***** Working data *****

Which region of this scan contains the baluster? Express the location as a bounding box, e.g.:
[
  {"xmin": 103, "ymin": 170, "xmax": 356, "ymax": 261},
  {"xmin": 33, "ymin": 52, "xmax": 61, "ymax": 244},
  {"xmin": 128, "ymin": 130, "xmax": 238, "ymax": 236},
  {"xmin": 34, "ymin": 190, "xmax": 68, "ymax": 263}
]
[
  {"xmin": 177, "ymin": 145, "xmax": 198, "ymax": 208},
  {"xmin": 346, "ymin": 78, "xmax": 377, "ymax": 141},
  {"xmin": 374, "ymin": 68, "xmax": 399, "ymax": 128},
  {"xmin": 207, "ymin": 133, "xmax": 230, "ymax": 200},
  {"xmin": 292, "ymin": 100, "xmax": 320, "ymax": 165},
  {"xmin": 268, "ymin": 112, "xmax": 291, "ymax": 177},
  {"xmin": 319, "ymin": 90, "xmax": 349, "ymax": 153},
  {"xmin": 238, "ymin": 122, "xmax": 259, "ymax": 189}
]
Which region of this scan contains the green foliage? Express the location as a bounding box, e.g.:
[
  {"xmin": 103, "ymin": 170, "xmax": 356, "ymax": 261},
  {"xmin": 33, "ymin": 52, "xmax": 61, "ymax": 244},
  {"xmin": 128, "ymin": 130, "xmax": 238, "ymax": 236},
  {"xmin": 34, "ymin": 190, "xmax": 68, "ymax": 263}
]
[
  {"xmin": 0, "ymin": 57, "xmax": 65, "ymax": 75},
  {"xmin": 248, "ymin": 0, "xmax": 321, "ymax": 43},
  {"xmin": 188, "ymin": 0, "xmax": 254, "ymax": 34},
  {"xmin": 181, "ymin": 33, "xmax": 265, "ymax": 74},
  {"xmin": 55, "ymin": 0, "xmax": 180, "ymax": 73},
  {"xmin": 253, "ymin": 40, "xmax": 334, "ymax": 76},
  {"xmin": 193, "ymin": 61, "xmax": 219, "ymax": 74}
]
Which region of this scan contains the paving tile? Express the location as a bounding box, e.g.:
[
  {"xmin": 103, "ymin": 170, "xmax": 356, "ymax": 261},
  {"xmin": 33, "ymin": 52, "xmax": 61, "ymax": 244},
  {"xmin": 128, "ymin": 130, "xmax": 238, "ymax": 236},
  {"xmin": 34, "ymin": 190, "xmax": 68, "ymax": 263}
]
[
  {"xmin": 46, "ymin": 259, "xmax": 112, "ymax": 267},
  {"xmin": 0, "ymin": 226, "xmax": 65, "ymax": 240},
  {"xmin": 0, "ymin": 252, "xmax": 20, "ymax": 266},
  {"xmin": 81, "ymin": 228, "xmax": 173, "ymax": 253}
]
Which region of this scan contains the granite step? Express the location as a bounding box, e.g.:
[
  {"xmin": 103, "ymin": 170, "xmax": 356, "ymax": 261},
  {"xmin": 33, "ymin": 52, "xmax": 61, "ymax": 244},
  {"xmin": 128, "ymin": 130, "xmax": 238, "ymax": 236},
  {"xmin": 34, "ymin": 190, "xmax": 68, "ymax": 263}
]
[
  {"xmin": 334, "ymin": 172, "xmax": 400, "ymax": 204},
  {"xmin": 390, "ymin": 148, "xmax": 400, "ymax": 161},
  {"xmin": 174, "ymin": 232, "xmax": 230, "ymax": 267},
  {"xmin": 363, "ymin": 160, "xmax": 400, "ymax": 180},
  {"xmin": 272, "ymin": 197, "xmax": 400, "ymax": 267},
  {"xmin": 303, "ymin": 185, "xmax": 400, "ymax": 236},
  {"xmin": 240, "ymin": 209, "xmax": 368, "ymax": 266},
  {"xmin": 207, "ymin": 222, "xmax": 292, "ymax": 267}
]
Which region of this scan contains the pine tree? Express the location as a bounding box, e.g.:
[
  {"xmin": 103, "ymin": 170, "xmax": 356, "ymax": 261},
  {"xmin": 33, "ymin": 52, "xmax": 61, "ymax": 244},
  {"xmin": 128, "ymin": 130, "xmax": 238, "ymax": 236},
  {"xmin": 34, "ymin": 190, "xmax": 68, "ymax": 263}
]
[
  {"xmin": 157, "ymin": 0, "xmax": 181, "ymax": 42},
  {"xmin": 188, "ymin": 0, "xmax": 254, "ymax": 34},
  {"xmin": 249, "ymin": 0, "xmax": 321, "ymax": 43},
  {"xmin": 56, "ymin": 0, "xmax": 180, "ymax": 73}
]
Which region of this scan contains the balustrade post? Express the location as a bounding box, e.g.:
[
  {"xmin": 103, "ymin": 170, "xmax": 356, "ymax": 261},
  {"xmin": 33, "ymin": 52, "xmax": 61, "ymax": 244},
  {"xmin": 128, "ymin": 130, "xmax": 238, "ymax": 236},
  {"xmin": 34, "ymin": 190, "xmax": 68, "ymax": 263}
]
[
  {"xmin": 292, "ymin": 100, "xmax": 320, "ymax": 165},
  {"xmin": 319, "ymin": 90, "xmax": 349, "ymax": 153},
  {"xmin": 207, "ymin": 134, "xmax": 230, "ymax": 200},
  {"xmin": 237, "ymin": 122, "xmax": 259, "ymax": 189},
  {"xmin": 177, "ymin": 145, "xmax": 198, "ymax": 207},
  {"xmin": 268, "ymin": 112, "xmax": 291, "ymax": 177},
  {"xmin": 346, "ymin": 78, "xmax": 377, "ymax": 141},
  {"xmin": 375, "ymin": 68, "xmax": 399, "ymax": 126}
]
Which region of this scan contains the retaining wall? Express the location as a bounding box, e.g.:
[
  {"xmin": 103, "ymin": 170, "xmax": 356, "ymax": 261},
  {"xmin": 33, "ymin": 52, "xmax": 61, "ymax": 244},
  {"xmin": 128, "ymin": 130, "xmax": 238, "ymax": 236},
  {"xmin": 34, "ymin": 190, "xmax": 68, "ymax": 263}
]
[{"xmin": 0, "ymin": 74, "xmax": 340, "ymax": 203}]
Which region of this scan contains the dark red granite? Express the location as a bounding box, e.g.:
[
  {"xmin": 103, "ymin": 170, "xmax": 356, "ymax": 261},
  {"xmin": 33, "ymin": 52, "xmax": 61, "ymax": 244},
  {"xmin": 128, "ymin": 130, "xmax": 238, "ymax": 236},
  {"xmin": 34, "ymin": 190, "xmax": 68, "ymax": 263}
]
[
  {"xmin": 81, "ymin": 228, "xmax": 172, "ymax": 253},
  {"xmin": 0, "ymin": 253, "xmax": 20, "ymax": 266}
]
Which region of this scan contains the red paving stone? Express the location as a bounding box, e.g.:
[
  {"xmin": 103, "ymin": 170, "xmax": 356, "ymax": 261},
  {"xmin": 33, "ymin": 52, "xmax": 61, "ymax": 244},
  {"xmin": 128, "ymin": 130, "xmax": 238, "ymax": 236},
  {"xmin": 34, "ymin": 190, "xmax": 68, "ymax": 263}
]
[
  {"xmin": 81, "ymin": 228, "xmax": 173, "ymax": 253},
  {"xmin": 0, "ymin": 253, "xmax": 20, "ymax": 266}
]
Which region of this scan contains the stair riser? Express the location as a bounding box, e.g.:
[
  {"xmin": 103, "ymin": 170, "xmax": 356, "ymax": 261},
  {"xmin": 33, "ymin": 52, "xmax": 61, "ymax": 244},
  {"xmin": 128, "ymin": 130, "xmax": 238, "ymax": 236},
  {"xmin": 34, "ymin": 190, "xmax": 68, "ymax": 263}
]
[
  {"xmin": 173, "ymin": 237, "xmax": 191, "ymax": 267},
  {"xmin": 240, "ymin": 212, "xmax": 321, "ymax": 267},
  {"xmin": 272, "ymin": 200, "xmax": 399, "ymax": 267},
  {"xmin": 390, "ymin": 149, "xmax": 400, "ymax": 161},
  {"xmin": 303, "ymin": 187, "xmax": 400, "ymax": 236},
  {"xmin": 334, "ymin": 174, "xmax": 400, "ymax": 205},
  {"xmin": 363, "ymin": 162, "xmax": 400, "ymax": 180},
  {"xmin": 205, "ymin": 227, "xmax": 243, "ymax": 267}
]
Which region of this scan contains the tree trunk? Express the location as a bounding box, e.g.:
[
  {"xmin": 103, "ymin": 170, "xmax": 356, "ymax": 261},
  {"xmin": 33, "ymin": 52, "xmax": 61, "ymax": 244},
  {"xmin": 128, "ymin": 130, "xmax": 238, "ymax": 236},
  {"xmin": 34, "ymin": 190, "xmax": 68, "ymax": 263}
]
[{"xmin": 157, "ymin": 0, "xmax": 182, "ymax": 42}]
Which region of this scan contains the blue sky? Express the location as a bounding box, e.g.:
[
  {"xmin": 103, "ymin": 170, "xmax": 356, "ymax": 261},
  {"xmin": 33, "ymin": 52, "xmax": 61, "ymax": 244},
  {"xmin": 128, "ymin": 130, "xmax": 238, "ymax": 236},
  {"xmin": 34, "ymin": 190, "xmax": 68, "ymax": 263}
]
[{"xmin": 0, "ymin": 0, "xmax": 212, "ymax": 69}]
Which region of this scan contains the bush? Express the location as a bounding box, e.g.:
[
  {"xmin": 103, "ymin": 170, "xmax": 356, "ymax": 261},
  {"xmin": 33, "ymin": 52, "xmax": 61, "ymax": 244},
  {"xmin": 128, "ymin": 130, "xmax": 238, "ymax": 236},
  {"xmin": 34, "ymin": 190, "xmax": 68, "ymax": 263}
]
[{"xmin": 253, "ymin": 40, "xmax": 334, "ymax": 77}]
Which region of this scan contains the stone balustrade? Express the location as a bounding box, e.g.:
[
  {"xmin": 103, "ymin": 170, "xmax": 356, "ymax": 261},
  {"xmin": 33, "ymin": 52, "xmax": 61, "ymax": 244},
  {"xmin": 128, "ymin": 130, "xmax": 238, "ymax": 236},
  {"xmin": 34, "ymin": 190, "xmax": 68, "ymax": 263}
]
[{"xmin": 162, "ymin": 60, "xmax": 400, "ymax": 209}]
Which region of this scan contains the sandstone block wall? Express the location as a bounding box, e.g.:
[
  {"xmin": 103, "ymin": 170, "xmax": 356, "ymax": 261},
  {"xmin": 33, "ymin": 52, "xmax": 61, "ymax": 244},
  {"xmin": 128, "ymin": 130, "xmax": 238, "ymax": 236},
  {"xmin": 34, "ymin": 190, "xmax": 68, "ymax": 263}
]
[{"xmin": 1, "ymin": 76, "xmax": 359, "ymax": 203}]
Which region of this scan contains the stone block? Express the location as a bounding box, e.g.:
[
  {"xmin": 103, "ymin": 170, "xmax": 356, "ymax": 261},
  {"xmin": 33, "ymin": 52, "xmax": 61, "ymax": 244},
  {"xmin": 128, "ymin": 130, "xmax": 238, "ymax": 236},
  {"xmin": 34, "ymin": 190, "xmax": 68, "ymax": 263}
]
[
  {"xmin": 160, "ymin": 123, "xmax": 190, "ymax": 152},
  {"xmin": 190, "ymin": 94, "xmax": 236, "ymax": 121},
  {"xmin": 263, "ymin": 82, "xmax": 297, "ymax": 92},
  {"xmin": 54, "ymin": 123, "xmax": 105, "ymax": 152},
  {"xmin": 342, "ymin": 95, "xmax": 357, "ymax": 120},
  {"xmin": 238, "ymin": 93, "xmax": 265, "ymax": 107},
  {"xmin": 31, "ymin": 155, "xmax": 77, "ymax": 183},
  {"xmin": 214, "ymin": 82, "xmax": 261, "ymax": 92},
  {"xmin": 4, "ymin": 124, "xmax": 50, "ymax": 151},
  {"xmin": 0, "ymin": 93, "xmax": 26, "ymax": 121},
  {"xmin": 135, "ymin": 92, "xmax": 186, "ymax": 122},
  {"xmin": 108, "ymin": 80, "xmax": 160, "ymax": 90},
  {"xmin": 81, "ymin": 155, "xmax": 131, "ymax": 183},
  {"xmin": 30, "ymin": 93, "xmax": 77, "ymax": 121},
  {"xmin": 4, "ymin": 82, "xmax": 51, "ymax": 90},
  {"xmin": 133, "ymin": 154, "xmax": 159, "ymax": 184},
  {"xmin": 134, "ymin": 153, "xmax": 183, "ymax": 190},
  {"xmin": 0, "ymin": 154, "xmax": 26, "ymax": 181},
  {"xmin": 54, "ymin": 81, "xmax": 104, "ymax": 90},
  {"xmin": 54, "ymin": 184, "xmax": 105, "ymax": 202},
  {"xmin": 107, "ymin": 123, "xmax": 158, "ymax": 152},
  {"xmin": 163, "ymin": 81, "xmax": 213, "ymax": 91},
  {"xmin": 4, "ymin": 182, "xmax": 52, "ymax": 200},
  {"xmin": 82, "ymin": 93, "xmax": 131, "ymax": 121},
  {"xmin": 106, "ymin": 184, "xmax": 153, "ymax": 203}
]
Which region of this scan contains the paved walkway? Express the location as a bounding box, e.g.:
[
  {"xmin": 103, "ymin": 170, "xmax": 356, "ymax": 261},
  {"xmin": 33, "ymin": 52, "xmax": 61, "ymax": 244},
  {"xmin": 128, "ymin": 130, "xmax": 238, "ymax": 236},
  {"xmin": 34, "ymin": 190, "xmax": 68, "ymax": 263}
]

*****

» What the exercise asks:
Check each line in the records for the word "wall" and say how many have it, with nothing else.

» Exercise answer:
2